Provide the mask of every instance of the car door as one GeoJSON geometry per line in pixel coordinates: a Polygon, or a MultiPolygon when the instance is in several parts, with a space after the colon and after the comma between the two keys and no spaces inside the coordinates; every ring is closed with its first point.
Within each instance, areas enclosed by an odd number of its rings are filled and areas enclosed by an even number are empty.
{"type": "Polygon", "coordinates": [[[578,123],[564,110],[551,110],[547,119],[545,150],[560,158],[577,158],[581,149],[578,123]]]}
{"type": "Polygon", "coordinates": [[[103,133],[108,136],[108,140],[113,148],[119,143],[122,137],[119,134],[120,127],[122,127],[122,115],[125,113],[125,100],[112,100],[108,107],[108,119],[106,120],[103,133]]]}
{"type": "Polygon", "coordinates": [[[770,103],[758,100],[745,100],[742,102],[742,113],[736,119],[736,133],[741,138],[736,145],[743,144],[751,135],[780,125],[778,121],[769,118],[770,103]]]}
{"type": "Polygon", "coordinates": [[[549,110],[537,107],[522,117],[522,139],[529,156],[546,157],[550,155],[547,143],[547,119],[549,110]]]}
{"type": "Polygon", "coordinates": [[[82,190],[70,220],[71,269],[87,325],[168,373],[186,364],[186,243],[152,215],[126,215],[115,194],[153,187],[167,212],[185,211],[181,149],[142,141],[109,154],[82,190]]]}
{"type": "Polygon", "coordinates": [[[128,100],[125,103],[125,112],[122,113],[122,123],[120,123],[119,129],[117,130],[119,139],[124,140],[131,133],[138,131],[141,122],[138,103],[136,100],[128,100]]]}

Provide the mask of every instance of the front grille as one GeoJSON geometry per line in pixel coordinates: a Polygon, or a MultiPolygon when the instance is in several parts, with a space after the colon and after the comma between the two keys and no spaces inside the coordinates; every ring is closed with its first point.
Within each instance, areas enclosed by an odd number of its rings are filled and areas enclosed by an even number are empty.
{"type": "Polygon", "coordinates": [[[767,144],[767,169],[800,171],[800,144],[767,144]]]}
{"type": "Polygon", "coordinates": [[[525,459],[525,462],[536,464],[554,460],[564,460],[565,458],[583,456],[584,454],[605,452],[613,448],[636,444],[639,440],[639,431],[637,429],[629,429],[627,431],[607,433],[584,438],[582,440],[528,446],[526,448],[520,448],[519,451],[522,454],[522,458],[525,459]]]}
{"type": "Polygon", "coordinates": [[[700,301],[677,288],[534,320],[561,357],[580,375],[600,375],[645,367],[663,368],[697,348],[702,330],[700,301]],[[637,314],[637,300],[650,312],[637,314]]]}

__________

- _EXERCISE REQUIREMENTS_: All lines of the data above must be returned exactly.

- _TASK RESPONSE_:
Provide the mask of every instance of the car door as one GeoJSON geometry per line in pixel coordinates: a Polygon, or a MultiPolygon when the instance is in several parts, with a space after the colon and after the comma between the two keys and no spaces inside the coordinates; every ring is closed with its first point.
Within each instance, areas enclosed by an odd number of its rings are filled and areas enclosed by an even number are empty.
{"type": "Polygon", "coordinates": [[[578,123],[564,110],[551,110],[547,119],[545,150],[560,158],[577,158],[581,149],[578,123]]]}
{"type": "Polygon", "coordinates": [[[103,133],[108,136],[108,140],[113,148],[119,143],[122,137],[119,134],[120,127],[122,127],[122,115],[125,113],[125,100],[112,100],[108,107],[108,119],[106,120],[103,133]]]}
{"type": "Polygon", "coordinates": [[[770,103],[758,100],[745,100],[742,102],[742,113],[736,119],[736,133],[741,138],[736,145],[743,144],[751,135],[780,125],[778,121],[769,118],[770,103]]]}
{"type": "Polygon", "coordinates": [[[549,110],[537,107],[522,117],[522,139],[529,156],[546,157],[550,155],[547,143],[547,119],[549,110]]]}
{"type": "Polygon", "coordinates": [[[82,190],[70,220],[71,269],[87,325],[168,373],[186,364],[186,243],[152,215],[126,215],[115,194],[153,187],[167,212],[185,211],[181,149],[142,141],[109,154],[82,190]]]}
{"type": "Polygon", "coordinates": [[[128,100],[125,103],[125,112],[122,113],[122,123],[120,123],[119,129],[117,130],[119,139],[124,140],[131,133],[138,131],[141,122],[138,103],[136,100],[128,100]]]}

Provide the mask of every instance of the front grille as one GeoJSON geometry per line in pixel coordinates: a Polygon, or a MultiPolygon when the instance is in several parts, with a space after the colon and after the comma between the two keys and no spaces inside the coordinates; every ring is closed with its first point.
Within each instance, areas enclosed by an odd number of its rings are filled and areas enclosed by an even number are empty.
{"type": "Polygon", "coordinates": [[[767,144],[767,169],[800,171],[800,144],[767,144]]]}
{"type": "Polygon", "coordinates": [[[525,459],[525,462],[536,464],[554,460],[564,460],[565,458],[583,456],[584,454],[605,452],[613,448],[636,444],[639,440],[639,431],[637,429],[629,429],[627,431],[607,433],[584,438],[582,440],[528,446],[526,448],[520,448],[519,451],[522,454],[522,458],[525,459]]]}
{"type": "Polygon", "coordinates": [[[700,301],[677,288],[534,320],[561,357],[580,375],[600,375],[645,367],[663,368],[697,348],[702,330],[700,301]],[[637,314],[637,300],[650,312],[637,314]]]}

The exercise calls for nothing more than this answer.